§ **EXTRACTED TEXT**
- - - -

From the Wikipedia (no copyright folderol intended):"Universal mechanism has come and gone, but the debate over anthropic mechanism seems here to stay. The thesis in anthropic mechanism is not that the everything can be completely explained in mechanical terms (although some anthropic mechanists may also believe that), but rather that everything about human beings can be completely explained in mechanical terms, as surely as can everything about clockwork or gasoline engines.
One of the chief obstacles that all mechanistic theories have faced is providing a mechanistic explanation of the human mind; Descartes, for one, endorsed dualism in spite of endorsing a completely mechanistic conception of the material world because he argued that mechanism and the notion of a mind were logically incompatible. Hobbes, on the other hand, conceived of the mind and the will as purely mechanistic, completely explicable in terms of the effects of perception and the pursuit of desire, which in turn he held to be completely explicable in terms of the materialistic operations of the nervous system. Following Hobbes, other mechanists argued for a thoroughly mechanistic explanation of the mind, with one of the most influential and controversial expositions of the doctrine being offered by Julien Offray de La Mettrie in his Man a Machine (1748)."
I suppose if we didn't have those that believe " everything about human beings can be completely explained in mechanical terms, as surely as can everything about clockwork or gasoline engines..." there'd be no engineers and thus no electric can-openers or compression drivers.

- - - -

§ **ASSIGNMENT 1**
Based on the passage on anthropic mechanism, say whether each statement agrees with the text. Answer yes or no for each, and quote the deciding words exactly.
(a) Descartes endorsed dualism even though he held a completely mechanistic view of the material world.
(b) Hobbes held that the mind could not be explained in mechanistic terms.
(c) La Mettrie's Man a Machine appeared in 1750.
§ **ASSIGNMENT 2**
According to the passage on anthropic mechanism, Hobbes held that perception and the pursuit of desire could be explained completely in terms of what?
§ **ASSIGNMENT 3**
Continue the passage on anthropic mechanism from its last sentence.

§ **DATA BELOW**
- - - -

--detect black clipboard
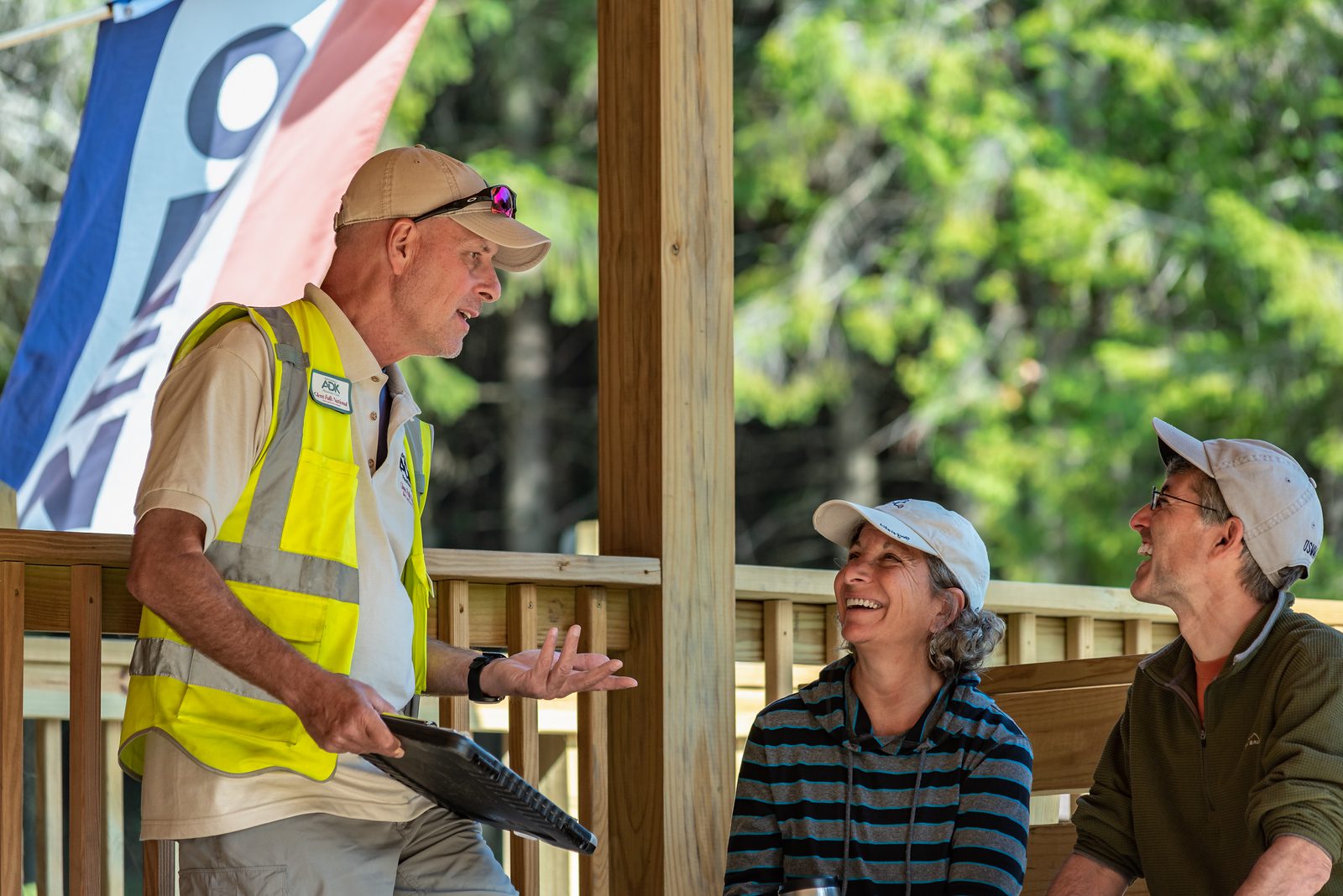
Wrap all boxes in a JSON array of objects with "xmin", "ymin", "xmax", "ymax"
[{"xmin": 363, "ymin": 714, "xmax": 596, "ymax": 856}]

- - - -

§ **ANSWER BOX 1**
(a) Yes: "Descartes, for one, endorsed dualism in spite of endorsing a completely mechanistic conception of the material world"
(b) No: "Hobbes, on the other hand, conceived of the mind and the will as purely mechanistic"
(c) No: "Julien Offray de La Mettrie in his Man a Machine (1748)"

§ **ANSWER BOX 2**
The materialistic operations of the nervous system.

§ **ANSWER BOX 3**
I can hear significant differences between main amplifiers, pre-amplifiers and phono stages. Likewise, my hearing discrimination encompasses capacitors, volume controls and power supply configurations. I didn't need to be "taught" to listen for differences, they simply presented themselves. To say that the electronics chain accounts for only 5% of the listening experience might be disingenuous except when coming from a mechanist. I'm sure Dr. Geddes is being truthful in regard to what he hears. But to propose that his perception of sound is the "objective reality" of the Universe is a bit too dogmatic for my tastes.
Try this on for size: Comparatively small changes, less than 5% of listening perceptions significantly change our attitude toward an entire system of sound reproduction. In other words, even if Dr. Geddes offered proof of the minor role he says electronics play, does that really contain the corollary that we ahould like or dislike this or that system in a direct ratio to that percentage?
I think that at some point the clock-work winds down and causes listeners to make value judgements that result in the hypothetical 5% influencing up to 100% of the listening experience.